SEITE:
━━━━━━━━━━━━━━━━━━━━
Daraus könne aber entgegen der Auffassung des Oberverwaltungsgerichts nicht der Schluss gezogen werden, eine auf die Regelungen über die Verbandsorgane beschränkte Fortgeltung der Satzung scheide aus. Das Oberverwaltungsgericht leite dies aus dem Charakter des § 6 Abs. 2 Nr. 3 WVG als Mindestinhalt der Satzung her, ohne zu prüfen, ob bei einer Beschränkung der Nichtigkeit auf einen Teil der Satzung eine sinnvolle und rechtmäßige Restregelung bestehen bleibt. Dies ist aber nach Auffassung des Bundesverwaltungsgerichts der Fall.


Sinnvolle und rechtmäßige Restregelung bleibt bestehen“


So hingen die Vorschriften über die innere Verfasstheit des Verbandes, insbesondere die Aufgaben der verschiedenen Organe, als solche nicht von der rechtmäßigen Umschreibung des Verbandsgebietes ab. Allein aus der Tatsache, dass die Satzung eine der gesetzlich festgelegten Mindestanforderungen nicht erfüllt, folge nicht, dass auch die Bestimmungen über die Verbandsverfassung mit höherrangigem Recht nicht vereinbar sind. Werde die „Nichtigkeit“ nicht auf die Bestimmungen über die Verbandsorgane erstreckt, sei es den Organen des Verbandes auch ermöglicht, die nichtigen Satzungsteile durch nicht mit Rechtsmängeln behaftete Bestimmungen zu ersetzen.
━━━━━━━━━━━━━━━━━━━━
QUELLENMATERIAL:
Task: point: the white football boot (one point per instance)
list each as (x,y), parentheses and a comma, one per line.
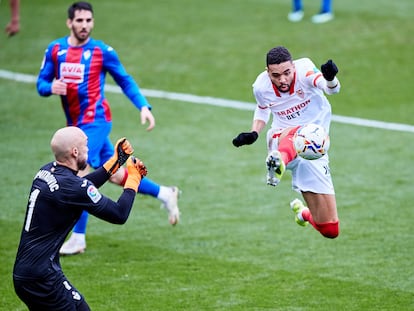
━━━━━━━━━━━━━━━━━━━━
AUFGABENSTELLUNG:
Führe den Text zur Fortgeltung der Verbandssatzung im Anschluss an seinen letzten Satz weiter. Die Zeilen stammen aus einer anderen Quelle als der Text.

ÜBUNGSERGEBNIS:
Führe die nicht den gesetzlichen Anforderungen entsprechende Umschreibung des Verbandsgebietes in der Satzung aus dem Jahr 2008 nicht zu deren Gesamtnichtigkeit, war der Verbandsausschuss für die Änderung der Satzung durch die 3. Nachtragssatzung zuständig, heißt es in dem Urteil weiter. Auf die Frage, ob ältere Satzungsbestimmungen das Verbandsgebiet zutreffend abgegrenzt haben, und wenn ja, ob insoweit eine Derogation des älteren Satzungsrechts anzunehmen ist, kommt es dem BVerwG zufolge nicht an.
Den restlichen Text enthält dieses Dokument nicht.